■ **Exercise task A**
Write out the entries below word for word, from the line containing "[locate] roof ridge" through the last of the entries.

■ **Document section**

::::::::::

The issue of whether Taiwan is part of the sovereign territory of that “China,” not the PRC, not the ROC, but “big China,” is a separate one and has to do with defining what the sovereign territory of that China is. It happens that for many years, both the PRC and the ROC asserted vigorously that Taiwan was a part of China. But Taiwan’s main supporter, the United States, took a different view for its own reasons.
This is not to say that at some point in the future, this issue can’t be resolved. But it does mean that this issue will continue. It’s fair to say that on Taiwan, there are now different views as to whether the territory of Taiwan is part of “China’s” sovereign territory, whichever the government of that China may be, and different parties have different views.
Ryan Hass:
And broadly speaking, what is the distinction between Taiwan’s two main political parties on this question? The Kuomintang (KMT) and the Democratic Progressive Party (DPP)?
Richard Bush:
Simply put, the nationalist party, the Kuomintang, maintains the view that the Republic of China is the government of all of China and that Taiwan is a part of that China.
People in the green camp [the DPP] have thought in different ways about this question. Some place a lot of emphasis on the fact that Japan only divested itself of Taiwan but didn’t vest it in anybody else. One can interpret an initiative by then-President Lee Teng-hui’s statement in 1999, which said most famously that the two sides of the Strait are in a special state-to-state relationship. But read closely, it also seemed to suggest that the territory of the ROC was limited to that territory where the government had been selected in free elections: Taiwan, the Pescadores Islands (or the Penghu Islands), and the Kinmen and Matsu Islands.
In recent years, this issue has not received too much discussion on Taiwan—that may be a good thing.
Ryan Hass:
I want to ask you about a separate topic. China maintains a “One China” principle. The United States has a “One China” policy. What differentiates the two, and why does it matter?
Richard Bush:
Well, the “One China” principle states that there’s one China in the world, that the PRC is the sole legal government of that China, that Taiwan is a part of China, and the Taiwan issue is an internal affair of China. Therefore, the ROC and the PRC are in a suspended civil war.
The United States’ view, the “One China” policy, is that we recognize that the government of the People’s Republic of China is the sole legal government of China. Moreover, the PRC should have the seat in the United Nations, and we agreed to establish diplomatic relations with it.
However, as I indicated before, we only acknowledge the PRC position that there is but one China and that Taiwan is a part of China. So, it’s clearly not our position that Taiwan is a part of that China. That is up for future discussion.

::::::::::

■ **Data provided**
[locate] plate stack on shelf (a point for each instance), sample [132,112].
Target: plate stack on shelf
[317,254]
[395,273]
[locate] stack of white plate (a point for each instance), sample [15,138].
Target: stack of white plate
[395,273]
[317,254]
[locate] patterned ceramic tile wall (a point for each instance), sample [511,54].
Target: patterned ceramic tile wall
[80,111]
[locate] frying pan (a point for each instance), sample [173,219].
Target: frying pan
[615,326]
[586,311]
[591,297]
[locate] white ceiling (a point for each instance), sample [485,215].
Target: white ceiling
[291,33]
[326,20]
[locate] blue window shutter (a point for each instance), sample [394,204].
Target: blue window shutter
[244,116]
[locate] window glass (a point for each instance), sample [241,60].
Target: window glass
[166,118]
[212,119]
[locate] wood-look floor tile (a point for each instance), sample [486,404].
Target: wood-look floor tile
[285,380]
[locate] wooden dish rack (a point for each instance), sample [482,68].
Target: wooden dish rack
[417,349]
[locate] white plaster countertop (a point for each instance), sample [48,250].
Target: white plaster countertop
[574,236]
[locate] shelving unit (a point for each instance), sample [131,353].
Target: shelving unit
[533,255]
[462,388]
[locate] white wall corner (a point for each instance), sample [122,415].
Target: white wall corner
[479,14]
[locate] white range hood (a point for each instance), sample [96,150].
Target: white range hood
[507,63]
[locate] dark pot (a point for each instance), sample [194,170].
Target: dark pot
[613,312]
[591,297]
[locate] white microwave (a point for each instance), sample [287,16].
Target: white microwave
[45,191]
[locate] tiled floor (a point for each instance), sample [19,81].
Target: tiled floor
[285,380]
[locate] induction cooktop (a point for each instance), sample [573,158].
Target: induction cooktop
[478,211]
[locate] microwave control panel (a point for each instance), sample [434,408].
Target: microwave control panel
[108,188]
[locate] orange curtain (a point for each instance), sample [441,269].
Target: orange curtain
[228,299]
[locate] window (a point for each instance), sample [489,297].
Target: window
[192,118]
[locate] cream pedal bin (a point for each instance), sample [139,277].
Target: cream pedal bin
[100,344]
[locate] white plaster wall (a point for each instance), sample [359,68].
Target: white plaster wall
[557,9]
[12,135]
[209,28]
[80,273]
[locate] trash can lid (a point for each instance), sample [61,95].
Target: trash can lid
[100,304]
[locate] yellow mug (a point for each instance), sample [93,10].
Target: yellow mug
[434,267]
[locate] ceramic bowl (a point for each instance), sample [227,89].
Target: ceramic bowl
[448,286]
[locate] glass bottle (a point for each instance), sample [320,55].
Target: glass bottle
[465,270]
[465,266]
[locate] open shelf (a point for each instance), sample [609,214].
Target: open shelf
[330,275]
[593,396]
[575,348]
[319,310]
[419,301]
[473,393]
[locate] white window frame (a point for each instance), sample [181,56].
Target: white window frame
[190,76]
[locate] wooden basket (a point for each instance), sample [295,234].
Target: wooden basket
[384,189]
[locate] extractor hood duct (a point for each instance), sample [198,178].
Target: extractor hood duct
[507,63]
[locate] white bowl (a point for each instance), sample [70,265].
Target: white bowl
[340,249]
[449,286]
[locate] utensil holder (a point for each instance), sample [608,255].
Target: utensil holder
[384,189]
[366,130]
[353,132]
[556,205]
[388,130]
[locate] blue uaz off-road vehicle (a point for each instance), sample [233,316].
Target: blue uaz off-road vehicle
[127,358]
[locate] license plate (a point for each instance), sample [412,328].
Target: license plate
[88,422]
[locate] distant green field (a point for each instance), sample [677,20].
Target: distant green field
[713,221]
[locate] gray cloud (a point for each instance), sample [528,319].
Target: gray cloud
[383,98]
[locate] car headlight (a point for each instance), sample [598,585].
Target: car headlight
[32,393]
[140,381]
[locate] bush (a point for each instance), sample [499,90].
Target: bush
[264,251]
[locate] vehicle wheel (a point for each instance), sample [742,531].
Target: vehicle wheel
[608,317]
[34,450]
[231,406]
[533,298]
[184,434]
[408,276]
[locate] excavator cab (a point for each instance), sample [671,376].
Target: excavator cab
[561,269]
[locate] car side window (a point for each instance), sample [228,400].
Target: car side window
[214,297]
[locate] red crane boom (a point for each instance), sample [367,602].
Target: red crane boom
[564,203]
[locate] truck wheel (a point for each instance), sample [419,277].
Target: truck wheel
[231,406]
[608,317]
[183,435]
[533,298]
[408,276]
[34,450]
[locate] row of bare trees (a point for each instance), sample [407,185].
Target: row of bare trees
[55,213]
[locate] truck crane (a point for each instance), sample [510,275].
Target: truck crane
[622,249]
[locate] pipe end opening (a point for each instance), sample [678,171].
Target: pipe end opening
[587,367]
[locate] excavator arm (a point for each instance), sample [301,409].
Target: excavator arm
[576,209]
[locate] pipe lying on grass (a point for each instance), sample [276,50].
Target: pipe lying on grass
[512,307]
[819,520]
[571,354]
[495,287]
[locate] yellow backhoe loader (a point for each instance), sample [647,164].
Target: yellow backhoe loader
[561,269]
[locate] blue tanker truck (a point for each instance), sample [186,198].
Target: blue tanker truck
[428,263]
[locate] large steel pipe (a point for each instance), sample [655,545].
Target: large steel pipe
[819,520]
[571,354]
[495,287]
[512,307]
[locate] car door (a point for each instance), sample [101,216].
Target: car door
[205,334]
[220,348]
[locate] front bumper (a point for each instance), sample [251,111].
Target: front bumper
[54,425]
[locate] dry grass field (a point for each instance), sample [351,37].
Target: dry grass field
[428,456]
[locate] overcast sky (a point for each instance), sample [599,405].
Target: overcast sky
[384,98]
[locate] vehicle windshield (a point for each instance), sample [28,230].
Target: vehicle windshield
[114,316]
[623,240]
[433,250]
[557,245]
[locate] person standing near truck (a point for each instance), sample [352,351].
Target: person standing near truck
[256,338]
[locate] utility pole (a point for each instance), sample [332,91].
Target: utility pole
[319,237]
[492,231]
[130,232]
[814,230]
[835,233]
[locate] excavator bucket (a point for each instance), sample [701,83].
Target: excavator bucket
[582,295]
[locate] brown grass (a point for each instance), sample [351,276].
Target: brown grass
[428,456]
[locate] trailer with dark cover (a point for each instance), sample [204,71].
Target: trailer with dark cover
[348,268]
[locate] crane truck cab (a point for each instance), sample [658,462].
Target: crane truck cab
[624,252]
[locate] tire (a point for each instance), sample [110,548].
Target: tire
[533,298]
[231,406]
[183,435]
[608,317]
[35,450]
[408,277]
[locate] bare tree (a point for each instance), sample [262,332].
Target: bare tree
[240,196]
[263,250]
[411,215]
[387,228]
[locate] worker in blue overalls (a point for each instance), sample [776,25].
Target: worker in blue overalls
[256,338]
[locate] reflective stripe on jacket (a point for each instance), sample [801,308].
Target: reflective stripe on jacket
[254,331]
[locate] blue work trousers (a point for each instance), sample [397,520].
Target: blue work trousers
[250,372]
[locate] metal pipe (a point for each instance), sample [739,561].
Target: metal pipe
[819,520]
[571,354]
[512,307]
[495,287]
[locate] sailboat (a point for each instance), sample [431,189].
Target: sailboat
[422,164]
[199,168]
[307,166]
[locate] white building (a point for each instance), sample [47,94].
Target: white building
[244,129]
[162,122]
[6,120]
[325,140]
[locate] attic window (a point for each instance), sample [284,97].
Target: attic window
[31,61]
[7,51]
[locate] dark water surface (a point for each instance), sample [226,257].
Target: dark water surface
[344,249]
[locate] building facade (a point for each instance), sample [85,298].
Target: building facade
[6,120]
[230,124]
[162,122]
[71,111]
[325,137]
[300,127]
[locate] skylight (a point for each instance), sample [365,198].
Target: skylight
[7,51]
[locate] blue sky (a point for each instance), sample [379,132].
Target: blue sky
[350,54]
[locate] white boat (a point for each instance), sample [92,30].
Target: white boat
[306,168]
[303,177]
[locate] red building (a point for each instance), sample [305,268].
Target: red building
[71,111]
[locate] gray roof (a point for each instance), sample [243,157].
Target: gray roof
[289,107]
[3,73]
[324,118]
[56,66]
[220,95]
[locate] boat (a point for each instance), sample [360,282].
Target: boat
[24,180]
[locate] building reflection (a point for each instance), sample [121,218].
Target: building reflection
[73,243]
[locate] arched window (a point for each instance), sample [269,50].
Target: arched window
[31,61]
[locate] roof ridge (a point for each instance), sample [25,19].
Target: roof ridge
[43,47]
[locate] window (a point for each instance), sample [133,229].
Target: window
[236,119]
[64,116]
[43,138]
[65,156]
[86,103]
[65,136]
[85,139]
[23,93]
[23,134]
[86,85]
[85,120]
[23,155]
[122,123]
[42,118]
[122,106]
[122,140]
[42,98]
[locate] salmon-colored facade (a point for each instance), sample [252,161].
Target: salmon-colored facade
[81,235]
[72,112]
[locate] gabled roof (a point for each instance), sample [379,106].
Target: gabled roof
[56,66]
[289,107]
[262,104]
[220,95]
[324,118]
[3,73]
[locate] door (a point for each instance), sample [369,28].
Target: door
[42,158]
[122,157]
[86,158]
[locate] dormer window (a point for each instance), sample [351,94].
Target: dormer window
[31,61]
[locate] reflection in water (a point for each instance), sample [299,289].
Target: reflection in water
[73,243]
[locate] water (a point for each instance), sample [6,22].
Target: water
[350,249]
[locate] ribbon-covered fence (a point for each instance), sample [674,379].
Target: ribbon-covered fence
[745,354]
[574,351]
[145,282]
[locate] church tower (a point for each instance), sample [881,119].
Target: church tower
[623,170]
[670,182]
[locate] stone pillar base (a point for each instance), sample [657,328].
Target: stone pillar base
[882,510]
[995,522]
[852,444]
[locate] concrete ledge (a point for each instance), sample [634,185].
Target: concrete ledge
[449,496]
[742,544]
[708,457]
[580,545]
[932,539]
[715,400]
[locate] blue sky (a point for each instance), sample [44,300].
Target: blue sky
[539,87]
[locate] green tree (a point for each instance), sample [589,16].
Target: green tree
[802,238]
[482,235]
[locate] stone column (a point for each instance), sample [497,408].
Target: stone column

::::::::::

■ **Exercise task B**
Give again the stretch of the Taiwan interview above from "In recent years, this" through "does it matter?", word for word.

■ **Correct output A**
[locate] roof ridge (a point for each instance), sample [25,19].
Target: roof ridge
[43,47]
[locate] window (a point for each instance), sample [133,229].
Target: window
[236,119]
[64,116]
[43,138]
[65,156]
[86,103]
[65,136]
[85,139]
[23,93]
[23,134]
[86,85]
[85,120]
[23,155]
[122,123]
[42,118]
[122,106]
[122,140]
[42,98]
[locate] salmon-colored facade (a point for each instance), sample [252,161].
Target: salmon-colored facade
[81,235]
[72,112]
[locate] gabled roof (a point for each instance), sample [379,106].
Target: gabled roof
[56,66]
[289,107]
[262,104]
[220,95]
[324,118]
[3,73]
[locate] door (a point for each instance), sample [369,28].
Target: door
[42,158]
[122,157]
[86,158]
[locate] dormer window (a point for each instance), sample [351,94].
Target: dormer window
[31,61]
[locate] reflection in water (a point for each instance), sample [299,289].
Target: reflection in water
[73,243]
[locate] water (a point for each instance), sample [6,22].
Target: water
[350,249]
[locate] ribbon-covered fence (a point for each instance), sample [674,379].
Target: ribbon-covered fence
[745,354]
[574,351]
[145,282]
[locate] church tower (a point for each instance), sample [881,119].
Target: church tower
[623,170]
[670,182]
[locate] stone pillar base (a point for each instance), sample [657,328].
Target: stone pillar base
[882,510]
[995,522]
[852,444]
[locate] concrete ledge (a point for each instance), sample [634,185].
Target: concrete ledge
[449,496]
[742,544]
[708,457]
[580,545]
[932,539]
[715,400]
[locate] blue sky (a point for each instance), sample [44,300].
Target: blue sky
[539,87]
[locate] green tree (a point for each instance), sample [589,16].
Target: green tree
[802,238]
[482,235]
[locate] stone column (a point for each instance), sample [497,408].
Target: stone column

■ **Correct output B**
In recent years, this issue has not received too much discussion on Taiwan—that may be a good thing.
Ryan Hass:
I want to ask you about a separate topic. China maintains a “One China” principle. The United States has a “One China” policy. What differentiates the two, and why does it matter?